---------- Listed records
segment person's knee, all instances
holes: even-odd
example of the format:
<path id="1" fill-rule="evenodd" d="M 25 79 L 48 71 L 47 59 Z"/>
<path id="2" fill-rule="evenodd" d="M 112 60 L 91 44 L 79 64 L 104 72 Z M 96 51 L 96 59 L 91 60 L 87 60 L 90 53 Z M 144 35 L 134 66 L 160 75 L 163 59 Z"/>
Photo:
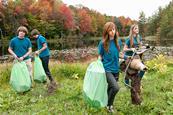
--------------------
Task to carry out =>
Reproduce the listing above verbatim, leaving out the picture.

Response =>
segment person's knee, all instances
holes: even-odd
example of the format:
<path id="1" fill-rule="evenodd" d="M 25 79 L 48 71 L 47 59 Z"/>
<path id="2" fill-rule="evenodd" d="M 112 60 L 91 44 L 79 64 L 104 72 Z M 96 51 L 96 59 L 91 60 L 87 60 L 90 53 Z M 144 35 L 134 66 L 160 75 L 163 59 Z"/>
Photo:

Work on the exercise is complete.